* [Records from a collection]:
+++++

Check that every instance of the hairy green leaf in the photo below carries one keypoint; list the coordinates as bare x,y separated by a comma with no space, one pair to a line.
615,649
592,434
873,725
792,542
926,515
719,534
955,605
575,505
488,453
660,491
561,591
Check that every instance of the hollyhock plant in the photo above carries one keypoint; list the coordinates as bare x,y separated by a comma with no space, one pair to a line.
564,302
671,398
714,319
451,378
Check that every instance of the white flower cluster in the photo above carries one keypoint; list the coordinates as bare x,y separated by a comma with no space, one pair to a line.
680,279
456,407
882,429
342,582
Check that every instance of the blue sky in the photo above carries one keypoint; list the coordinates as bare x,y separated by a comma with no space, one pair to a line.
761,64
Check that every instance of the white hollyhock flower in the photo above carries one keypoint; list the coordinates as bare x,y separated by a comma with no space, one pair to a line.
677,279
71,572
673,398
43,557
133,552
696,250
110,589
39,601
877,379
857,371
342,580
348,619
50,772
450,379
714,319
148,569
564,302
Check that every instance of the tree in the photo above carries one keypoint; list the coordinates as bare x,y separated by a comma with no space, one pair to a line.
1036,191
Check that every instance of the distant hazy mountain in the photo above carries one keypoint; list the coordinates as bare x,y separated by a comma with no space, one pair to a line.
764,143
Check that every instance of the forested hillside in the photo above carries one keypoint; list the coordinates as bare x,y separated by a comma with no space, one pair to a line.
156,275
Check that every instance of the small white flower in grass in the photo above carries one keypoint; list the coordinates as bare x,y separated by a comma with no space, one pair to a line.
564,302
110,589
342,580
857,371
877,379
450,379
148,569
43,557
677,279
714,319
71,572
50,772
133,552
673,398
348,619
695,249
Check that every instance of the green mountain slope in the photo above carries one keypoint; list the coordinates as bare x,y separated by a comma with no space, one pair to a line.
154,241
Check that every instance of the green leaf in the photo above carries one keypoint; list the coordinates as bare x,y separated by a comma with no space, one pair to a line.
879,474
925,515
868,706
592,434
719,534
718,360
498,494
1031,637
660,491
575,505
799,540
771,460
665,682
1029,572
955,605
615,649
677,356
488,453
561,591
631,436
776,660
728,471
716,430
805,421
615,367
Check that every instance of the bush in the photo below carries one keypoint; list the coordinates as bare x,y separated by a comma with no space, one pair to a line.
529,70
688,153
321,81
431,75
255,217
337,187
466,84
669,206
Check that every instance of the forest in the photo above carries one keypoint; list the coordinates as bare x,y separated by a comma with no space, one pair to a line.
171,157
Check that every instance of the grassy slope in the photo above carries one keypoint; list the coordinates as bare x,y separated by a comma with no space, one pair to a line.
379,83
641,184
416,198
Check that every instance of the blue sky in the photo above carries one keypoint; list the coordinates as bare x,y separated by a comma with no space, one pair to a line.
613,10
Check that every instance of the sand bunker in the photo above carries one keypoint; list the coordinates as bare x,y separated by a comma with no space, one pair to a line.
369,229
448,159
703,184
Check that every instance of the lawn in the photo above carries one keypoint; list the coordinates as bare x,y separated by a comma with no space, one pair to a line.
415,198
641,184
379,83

+++++

* [PROBLEM TO SOLVE]: Rewrite every one of these records as a two-column CSV with the headers "request" and "answer", giving one row per request. Put each request's text and its answer in their own quoted fields, and replace any line breaks with spaces.

* [ANSWER FOR THIS EXERCISE]:
request,answer
"Check that every instance of the hairy green leaf in the photo below carries one keypoint; list the coordinates as bare x,y separated by a comma with no space, one pair to a line.","615,649 592,434 873,725 792,542 926,515 719,534 955,605 575,505 488,453 660,491 561,591"
"Check that every instance of the hollyhock plant in the photo above carries one keypoint; list the coordinates as bare x,y separated by a comma with no space, one pair to a line.","564,302 671,398 714,319 451,378"
"Check that every instance of the white flower cluster in the photo above carries one keypoint; list the coordinates as bare x,y separated by a comma with no space, one pair to a line.","680,279 456,407 882,429 342,582"
"Check that every instance of the blue sky in the photo above carries one keypoint; list the coordinates as bare x,y separated by a comma with no space, one pair to a line.","761,64"
"Check that every instance of the white hollyhock flower in the photo above carries one keypoint; list the coordinates as bare x,y separated by a comma with no space, one pair to a line.","677,279 71,572 673,398 43,557 133,552 696,250 110,589 39,601 877,379 857,371 342,580 348,619 50,772 450,379 714,319 148,569 564,302"
"Check that every instance of the tree in the photo above carries one keypoint; list the coordinates as bare x,y separated by a comma with no space, one pair to a line.","1036,191"
"Check that every instance of the distant hazy mountain in the photo above carries one keypoint; list the coordinates as bare x,y separated by a comma with no space, one pair to a line.","764,143"
"Check that every instance of the forested hillside in the photo above carries one keypoint; list the coordinates as bare x,y separated by a comma with no space, one pair to a line.","156,275"
"Check that every instance of the small white flower in grass in the photo above carries one keypoint; list the coordinates as bare x,y separated by a comma with no space, one pair to a line.","564,302 110,589 342,580 857,371 877,379 450,379 148,569 43,557 677,279 714,319 71,572 50,772 133,552 673,398 348,619 695,249"
"Check that every instance of the green mountain slope in the photo above carries one keypoint; list the coordinates as bare x,y separated by a comma with no space, one pair to a line.","154,241"
"Check that every instance of the green leaf in the photo above carries one keypoint; list the coordinates as bare x,y separated by a comma with no space, one pair to a line.","879,474 925,515 868,706 592,434 719,534 718,360 498,494 1031,637 660,491 575,505 799,540 771,460 665,682 1029,572 955,605 615,649 677,356 488,453 561,591 631,436 776,660 728,471 716,430 805,421 615,367"
"Check that every instance of the bush in the photo below carries one keypoint; list the coordinates as bare x,y separated by a comma with no space, one pair to a line.","529,70 688,153 321,81 431,75 255,217 337,187 466,84 669,206"
"Check that every instance of the forest in the photo above carries one keypoint; list the coordinates as bare x,y separated by a comma with no space, one pair to a line.","171,157"
"Check that every instance of the grassy slope in the photo above carries one keypoint; list the coordinates as bare x,y separated by a comma with no space, one pair to a line.","379,83 641,184 416,198"
"Check that every instance of the blue sky in the photo above carries one keypoint; list the coordinates as bare x,y separated by a comma with no space, one pair to a line.","613,10"
"Check that every instance of the sand bunker in the photo above carries one keypoint; list the coordinates as bare x,y separated by a comma with no space, one pair to a line.","369,229 448,159 703,184"
"Check that every instance of the lawn in the photo above carries one keypoint; list the coordinates as bare x,y separated by a comma with no space, one pair to a line.","415,198 641,184 379,83"